• **PROBLEM TO WORK ON**
After locating the line containing "label the yellow book", transcribe that line and all following lines exactly, stopping only at the end of the records.

[Collected data entries]
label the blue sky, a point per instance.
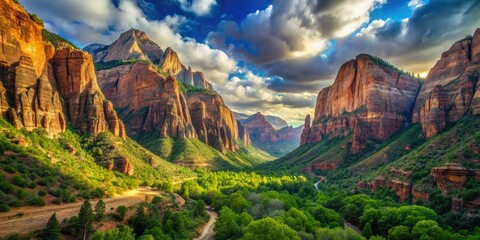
(272, 56)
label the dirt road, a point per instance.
(208, 232)
(35, 218)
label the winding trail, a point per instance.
(27, 219)
(208, 232)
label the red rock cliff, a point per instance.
(27, 97)
(451, 87)
(86, 107)
(148, 100)
(215, 123)
(368, 98)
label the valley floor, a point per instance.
(27, 219)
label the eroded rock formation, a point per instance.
(369, 98)
(451, 87)
(86, 107)
(147, 100)
(215, 124)
(263, 132)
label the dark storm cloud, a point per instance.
(289, 29)
(414, 44)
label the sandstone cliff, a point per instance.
(214, 122)
(132, 44)
(451, 87)
(86, 107)
(265, 136)
(369, 99)
(147, 100)
(151, 98)
(31, 71)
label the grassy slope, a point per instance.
(194, 153)
(64, 166)
(407, 150)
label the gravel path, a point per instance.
(35, 218)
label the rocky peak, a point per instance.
(20, 36)
(451, 87)
(87, 108)
(215, 123)
(257, 120)
(170, 63)
(276, 122)
(369, 98)
(150, 101)
(132, 44)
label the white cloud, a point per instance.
(292, 29)
(101, 21)
(199, 7)
(249, 94)
(415, 4)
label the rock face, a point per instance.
(451, 87)
(20, 36)
(215, 124)
(243, 133)
(265, 136)
(369, 98)
(29, 101)
(86, 107)
(453, 176)
(27, 97)
(171, 65)
(133, 44)
(147, 100)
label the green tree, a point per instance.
(367, 231)
(399, 233)
(121, 233)
(199, 209)
(146, 237)
(122, 212)
(428, 229)
(226, 226)
(99, 210)
(52, 230)
(84, 226)
(269, 229)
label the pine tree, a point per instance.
(367, 231)
(99, 210)
(84, 227)
(52, 230)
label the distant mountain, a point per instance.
(265, 136)
(378, 128)
(276, 122)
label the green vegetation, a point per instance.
(193, 153)
(99, 210)
(190, 89)
(289, 207)
(52, 230)
(385, 63)
(45, 170)
(57, 41)
(84, 223)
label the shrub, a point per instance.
(4, 208)
(36, 202)
(121, 211)
(42, 193)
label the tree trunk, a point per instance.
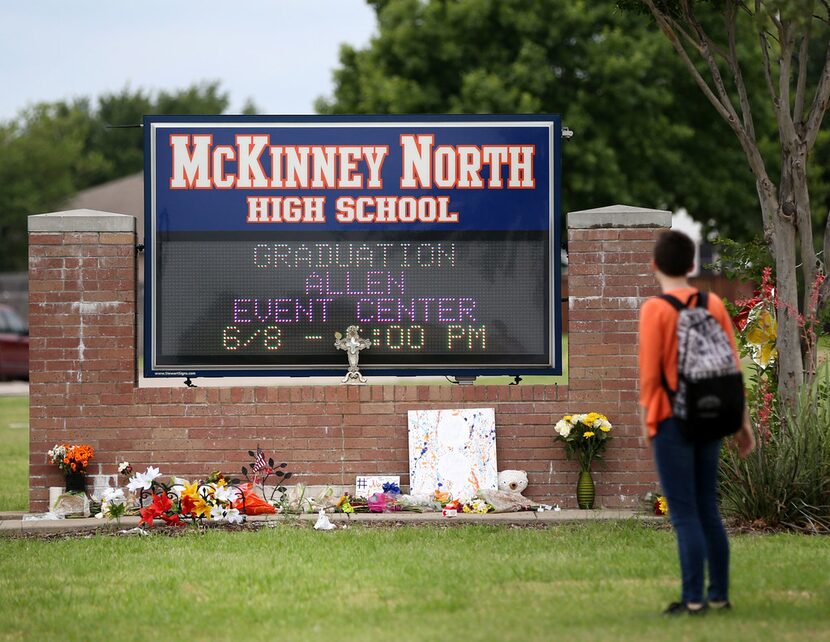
(781, 235)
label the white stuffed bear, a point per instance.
(513, 481)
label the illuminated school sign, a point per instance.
(438, 236)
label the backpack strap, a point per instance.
(677, 304)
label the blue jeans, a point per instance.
(689, 477)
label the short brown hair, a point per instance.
(674, 253)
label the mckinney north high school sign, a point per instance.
(438, 236)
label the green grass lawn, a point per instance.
(597, 581)
(14, 453)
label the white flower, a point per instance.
(143, 481)
(113, 496)
(234, 516)
(217, 513)
(223, 495)
(563, 427)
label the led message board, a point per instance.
(438, 236)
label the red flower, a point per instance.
(172, 520)
(147, 515)
(162, 503)
(187, 505)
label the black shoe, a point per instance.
(679, 608)
(720, 606)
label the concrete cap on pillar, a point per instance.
(81, 221)
(619, 216)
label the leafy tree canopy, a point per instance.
(644, 135)
(52, 150)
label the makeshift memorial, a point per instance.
(585, 437)
(113, 505)
(215, 499)
(73, 461)
(260, 470)
(504, 501)
(323, 523)
(513, 480)
(367, 485)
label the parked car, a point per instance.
(14, 345)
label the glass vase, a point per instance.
(585, 490)
(75, 482)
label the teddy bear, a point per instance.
(513, 481)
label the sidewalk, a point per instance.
(14, 524)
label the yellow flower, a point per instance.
(591, 418)
(191, 490)
(200, 508)
(760, 332)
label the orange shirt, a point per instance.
(658, 351)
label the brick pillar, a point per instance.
(82, 333)
(609, 277)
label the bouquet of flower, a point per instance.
(113, 504)
(585, 437)
(71, 459)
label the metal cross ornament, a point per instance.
(352, 343)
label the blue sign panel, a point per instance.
(437, 235)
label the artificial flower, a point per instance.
(200, 507)
(345, 504)
(217, 513)
(585, 436)
(172, 520)
(563, 427)
(234, 516)
(391, 487)
(143, 481)
(760, 333)
(148, 514)
(114, 496)
(190, 490)
(187, 504)
(225, 494)
(162, 503)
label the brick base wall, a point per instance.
(83, 385)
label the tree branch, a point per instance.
(785, 121)
(730, 20)
(801, 83)
(706, 51)
(820, 103)
(762, 37)
(766, 188)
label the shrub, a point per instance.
(785, 482)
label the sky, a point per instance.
(278, 53)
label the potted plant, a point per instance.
(585, 437)
(73, 462)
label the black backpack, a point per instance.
(709, 401)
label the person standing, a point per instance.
(688, 471)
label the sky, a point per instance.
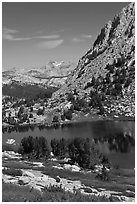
(33, 33)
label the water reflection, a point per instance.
(119, 142)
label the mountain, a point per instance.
(53, 74)
(105, 76)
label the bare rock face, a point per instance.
(108, 68)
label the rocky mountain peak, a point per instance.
(108, 68)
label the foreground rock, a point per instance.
(38, 180)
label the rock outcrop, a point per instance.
(107, 70)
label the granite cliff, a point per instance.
(105, 76)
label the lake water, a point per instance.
(116, 139)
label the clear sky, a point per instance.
(36, 32)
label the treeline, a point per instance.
(27, 91)
(80, 150)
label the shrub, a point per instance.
(84, 152)
(68, 114)
(59, 147)
(55, 119)
(12, 172)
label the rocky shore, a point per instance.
(36, 179)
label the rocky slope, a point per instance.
(105, 75)
(53, 74)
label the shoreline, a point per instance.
(71, 122)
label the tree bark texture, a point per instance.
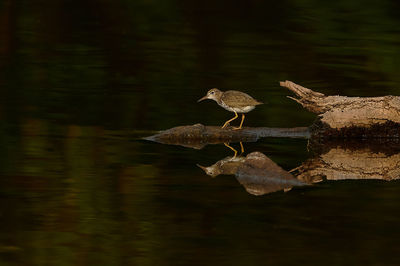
(340, 111)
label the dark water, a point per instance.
(82, 82)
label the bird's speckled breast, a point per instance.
(244, 109)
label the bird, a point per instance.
(233, 101)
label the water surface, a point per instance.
(82, 83)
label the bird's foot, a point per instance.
(225, 125)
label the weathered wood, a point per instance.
(341, 163)
(197, 136)
(340, 111)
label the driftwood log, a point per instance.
(341, 116)
(197, 136)
(342, 163)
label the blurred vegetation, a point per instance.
(76, 78)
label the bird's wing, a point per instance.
(238, 98)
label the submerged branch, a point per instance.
(198, 135)
(340, 111)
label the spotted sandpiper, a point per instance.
(233, 101)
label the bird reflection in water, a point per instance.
(256, 172)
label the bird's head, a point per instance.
(213, 94)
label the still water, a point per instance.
(83, 82)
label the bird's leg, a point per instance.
(235, 151)
(227, 122)
(241, 123)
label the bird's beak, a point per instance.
(202, 99)
(202, 167)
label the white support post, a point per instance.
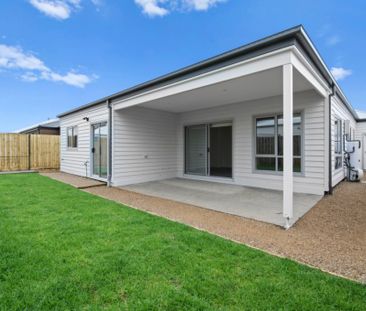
(287, 144)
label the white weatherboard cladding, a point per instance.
(145, 145)
(339, 111)
(72, 160)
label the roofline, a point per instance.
(288, 37)
(43, 124)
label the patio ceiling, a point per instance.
(255, 86)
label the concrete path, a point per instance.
(255, 203)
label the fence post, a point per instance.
(29, 152)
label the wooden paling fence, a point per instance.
(19, 152)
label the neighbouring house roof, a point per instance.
(294, 36)
(51, 123)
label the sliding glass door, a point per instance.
(196, 150)
(100, 149)
(208, 149)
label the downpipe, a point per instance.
(330, 171)
(109, 178)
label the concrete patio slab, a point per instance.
(259, 204)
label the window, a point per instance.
(72, 137)
(269, 143)
(338, 143)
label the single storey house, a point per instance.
(268, 115)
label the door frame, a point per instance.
(91, 157)
(208, 124)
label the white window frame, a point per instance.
(71, 142)
(276, 155)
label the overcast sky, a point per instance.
(59, 54)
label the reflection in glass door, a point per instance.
(196, 150)
(100, 149)
(208, 149)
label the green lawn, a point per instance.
(61, 248)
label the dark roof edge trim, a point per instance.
(253, 46)
(298, 33)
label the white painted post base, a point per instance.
(287, 223)
(288, 179)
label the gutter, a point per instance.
(259, 47)
(109, 177)
(330, 172)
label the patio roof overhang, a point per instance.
(251, 79)
(280, 72)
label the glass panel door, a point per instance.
(196, 150)
(221, 149)
(100, 149)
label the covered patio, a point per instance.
(164, 134)
(254, 203)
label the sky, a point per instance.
(56, 55)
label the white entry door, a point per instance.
(364, 151)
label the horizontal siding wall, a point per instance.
(339, 111)
(243, 114)
(144, 145)
(72, 160)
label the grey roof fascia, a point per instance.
(256, 48)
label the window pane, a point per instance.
(296, 165)
(266, 164)
(265, 140)
(296, 135)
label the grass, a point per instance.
(63, 249)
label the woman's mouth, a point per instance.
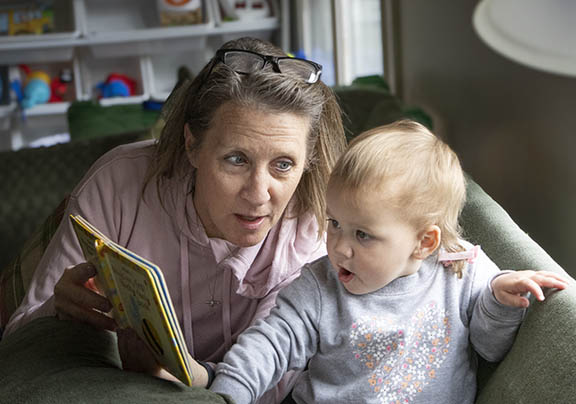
(344, 275)
(250, 222)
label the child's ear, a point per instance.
(188, 143)
(428, 242)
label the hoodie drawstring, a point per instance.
(185, 292)
(226, 322)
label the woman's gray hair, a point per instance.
(195, 103)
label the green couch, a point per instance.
(54, 361)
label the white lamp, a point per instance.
(537, 33)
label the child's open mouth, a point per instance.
(344, 275)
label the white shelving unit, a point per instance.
(94, 38)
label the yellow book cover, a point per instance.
(138, 292)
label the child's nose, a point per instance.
(343, 247)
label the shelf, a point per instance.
(98, 37)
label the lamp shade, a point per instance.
(537, 33)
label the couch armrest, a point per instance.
(541, 366)
(486, 223)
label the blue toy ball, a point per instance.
(114, 88)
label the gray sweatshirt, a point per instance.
(413, 341)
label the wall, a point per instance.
(512, 126)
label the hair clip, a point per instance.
(447, 258)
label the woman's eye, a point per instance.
(284, 165)
(362, 235)
(236, 160)
(334, 223)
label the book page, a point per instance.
(143, 307)
(88, 237)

• **RESPONSE TO THIS EXERCISE**
label the yellow book cover, a point per instance.
(138, 292)
label the child's nose, a point per instance.
(343, 247)
label the shelf, a point per instance.
(98, 37)
label the lamp shade, a point per instance.
(537, 33)
label the couch armrest, a point per instance.
(541, 366)
(486, 223)
label the blue toy ball, a point per instance.
(114, 88)
label the gray sweatshirt, a point per instance.
(413, 341)
label the wall, a point per instance.
(512, 126)
label the hair clip, a point per instance.
(447, 258)
label the woman's eye, a point per instance.
(284, 165)
(362, 235)
(236, 160)
(334, 223)
label the book page, a point per instance.
(143, 307)
(88, 237)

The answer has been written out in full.